* _BREVE ESERCIZIO 1_: Trascrivi il passo del testo su Anna nel quarto Vangelo da "È Anna, il sommo" a "essere ancor vivo.".
* _BREVE ESERCIZIO 2_: Nel testo su Anna nel quarto Vangelo, in quale canto dell’«Inferno» Dante immagina un diavolo insediato nel corpo di un frate?
* _BREVE ESERCIZIO 3_: Riprendi il testo su Anna come strumento del Diavolo e proseguilo dopo l’ultima parola riportata.

* _TESTO ESTRATTO_:
È Anna, il sommo sacerdote, a svolgere il ruolo di “diabolos” nel quarto Vangelo
Nel
canto XXXIII dell’«Inferno», Dante Alighieri immagina che nel corpo di
un frate gaudente, Alberigo Manfredi da Faenza, si sia insediato un
diavolo; e che l’anima del frate sia già morta in vita, sicché non si
tratta della possessione diabolica di un vivo, ma della sostituzione
dell’anima di un essere umano con un Diavolo che, entrato nel suo corpo,
gli dà la mera apparenza di essere ancor vivo.
È
possibile che l’autore (o gli autori) del quarto Vangelo,
universalmente noto con il nome di Giovanni, abbia voluto alludere a un
fatto del genere, là dove, nel racconto della Passione di Gesù Cristo,
ci presenta la figura di Anna, il sacerdote giudeo che briga per
ottenere la morte del Salvatore, accecato da uno spirito di superbia e
di cupidigia che scaturisce, in ultima analisi, dalla brama di denaro,
il denaro a causa del quale la dimensione religiosa della vita del
Tempio di Gerusalemme si era spenta, soffocata dalla mentalità
affaristica?
È
possibile, cioè, che Anna sia stato uno strumento del Diavolo, e molto
più di quanto lo sia stato quel Giuda che, oltre a offrire una
informazione di valore assai dubbio a quelli che volevano catturarlo
(chiunque poteva riconoscere Gesù, che migliaia di persone avevano
ascoltato predicare nella città santa), aveva almeno, forse, delle
motivazione non del tutto spregevoli, ad esempio il fervore
nazionalistico anti-romano, rimasto deluso dall’atteggiamento di Cristo;
e che, comunque, con la sua azione, pur malvagia in se stessa, aveva
però involontariamente collaborato al piano di salvezza voluto da Dio
nei confronti dell’umanità?
Anna,
quindi, può essere stato, se non proprio una figura simbolica del
Diavolo, il Calunniatore, quanto meno uno strumento del Diavolo, che di
lui si sarebbe servito per togliere di mezzo Gesù Cristo, estendendo la
responsabilità del peccato a tutti coloro i quali, davanti al Pretorio
gerosolimitano, gridarono rivolti a Pilato: «Il suo sangue ricada su di
noi e sui nostri figli!» (Mt., 27, 25), dopo aver chiesto la liberazione
di Barabba e sancito, così, la condanna a morte del Salvatore?
“Diabolos”

* _DATI REGISTRATI_:

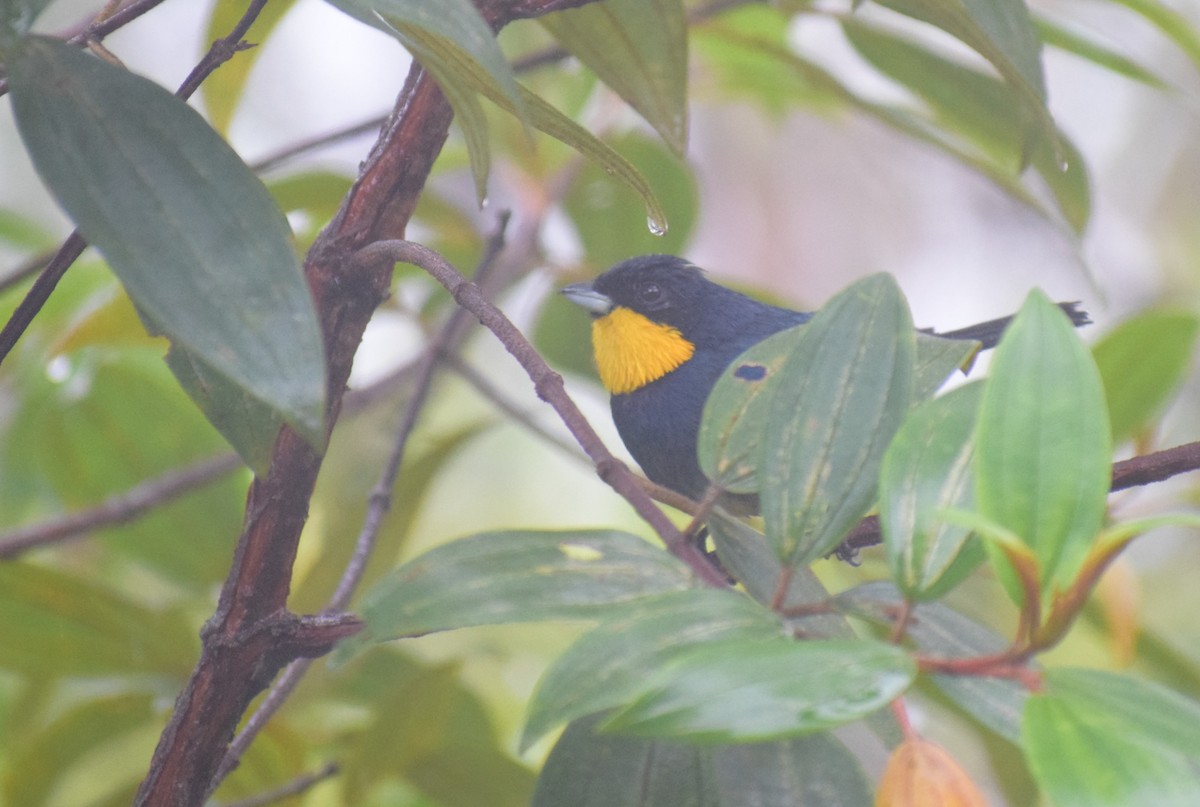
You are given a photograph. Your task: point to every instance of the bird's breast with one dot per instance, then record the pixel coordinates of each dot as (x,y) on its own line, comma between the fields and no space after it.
(633,351)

* _RISPOSTA 1_:
È Anna, il sommo sacerdote, a svolgere il ruolo di “diabolos” nel quarto Vangelo
Nel
canto XXXIII dell’«Inferno», Dante Alighieri immagina che nel corpo di
un frate gaudente, Alberigo Manfredi da Faenza, si sia insediato un
diavolo; e che l’anima del frate sia già morta in vita, sicché non si
tratta della possessione diabolica di un vivo, ma della sostituzione
dell’anima di un essere umano con un Diavolo che, entrato nel suo corpo,
gli dà la mera apparenza di essere ancor vivo.

* _RISPOSTA 2_: Nel canto XXXIII dell’«Inferno».

* _RISPOSTA 3_:
è il termine greco che traduce la parola ebraica “Satan” e indica colui
che, in un tribunale, formula l’accusa nei confronti dell’imputato; in
questo senso ad esempio, è adoperato il termine tanto nei Salmi, quanto
nel Primo libro dei Maccabei.
Più
tardi, nel Libro di Giobbe, “Satana” è diventato quasi un nome proprio,
quello di un membro della corte celeste che accusa l’uomo davanti a
Dio: non un diavolo, dunque, ma un angelo, l’angelo della giustizia. Il
passo successivo è quello che vede la parola Satana adoperata per
indicare non più un angelo, ma il Diavolo in persona, il Nemico o
l’Avversario di Dio; colui che, per odio verso il Creatore, desidera
guastarne il piano provvidenziale mediante la tentazione dell’uomo, che
vuol condurre a rovina. È chiamato anche il Perverso, colui che riunisce
in se stesso la massima concentrazione di Male e che si adopera per
rovinare la bontà della creazione.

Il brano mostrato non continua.